* [Labeled shape records]
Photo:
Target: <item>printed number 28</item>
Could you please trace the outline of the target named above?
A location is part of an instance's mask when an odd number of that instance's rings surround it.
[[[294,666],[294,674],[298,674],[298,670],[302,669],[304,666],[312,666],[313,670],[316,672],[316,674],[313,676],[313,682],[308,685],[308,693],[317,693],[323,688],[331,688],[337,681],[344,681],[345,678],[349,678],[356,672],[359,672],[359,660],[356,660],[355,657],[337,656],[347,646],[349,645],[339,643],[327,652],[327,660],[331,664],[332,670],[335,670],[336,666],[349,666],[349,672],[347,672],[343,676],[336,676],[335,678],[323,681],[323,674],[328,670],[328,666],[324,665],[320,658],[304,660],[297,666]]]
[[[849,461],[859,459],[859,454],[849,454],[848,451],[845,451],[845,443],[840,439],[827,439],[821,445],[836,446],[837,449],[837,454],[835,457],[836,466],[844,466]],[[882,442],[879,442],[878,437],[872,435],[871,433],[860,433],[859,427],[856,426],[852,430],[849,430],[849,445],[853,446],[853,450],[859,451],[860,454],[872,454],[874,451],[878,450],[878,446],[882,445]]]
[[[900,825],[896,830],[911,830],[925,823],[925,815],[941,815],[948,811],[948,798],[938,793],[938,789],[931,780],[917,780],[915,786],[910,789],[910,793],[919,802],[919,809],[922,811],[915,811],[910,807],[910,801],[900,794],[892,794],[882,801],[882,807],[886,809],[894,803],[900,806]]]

* [DIRECTIONS]
Copy out every line of the records above word for word, keeping each character unchanged.

* [THE OUTPUT]
Photo:
Target: <item>printed number 28</item>
Could you please trace the outline of the target named above?
A location is part of an instance's mask when an odd number of that instance's rings surround it.
[[[294,666],[294,674],[298,674],[298,670],[302,669],[304,666],[312,666],[313,670],[316,672],[316,674],[313,676],[313,682],[308,685],[308,693],[317,693],[323,688],[331,688],[337,681],[344,681],[345,678],[349,678],[356,672],[359,672],[359,660],[356,660],[355,657],[337,656],[347,646],[349,645],[339,643],[327,652],[327,660],[331,664],[332,670],[335,670],[336,666],[349,666],[349,672],[347,672],[343,676],[336,676],[335,678],[323,681],[323,674],[328,670],[328,666],[324,665],[320,658],[304,660],[297,666]]]
[[[849,461],[859,459],[859,454],[849,454],[848,451],[845,451],[845,443],[840,439],[827,439],[821,445],[836,446],[837,449],[837,454],[835,457],[836,466],[844,466]],[[882,442],[879,442],[878,437],[872,435],[871,433],[860,433],[859,427],[856,426],[852,430],[849,430],[849,445],[853,446],[853,450],[859,451],[860,454],[872,454],[874,451],[878,450],[878,446],[882,445]]]
[[[900,825],[896,830],[911,830],[925,823],[925,815],[941,815],[948,811],[948,798],[938,793],[938,789],[931,780],[917,780],[915,786],[910,789],[910,793],[919,802],[919,809],[922,811],[915,811],[910,807],[910,801],[900,794],[892,794],[882,801],[882,807],[886,809],[894,803],[900,806]]]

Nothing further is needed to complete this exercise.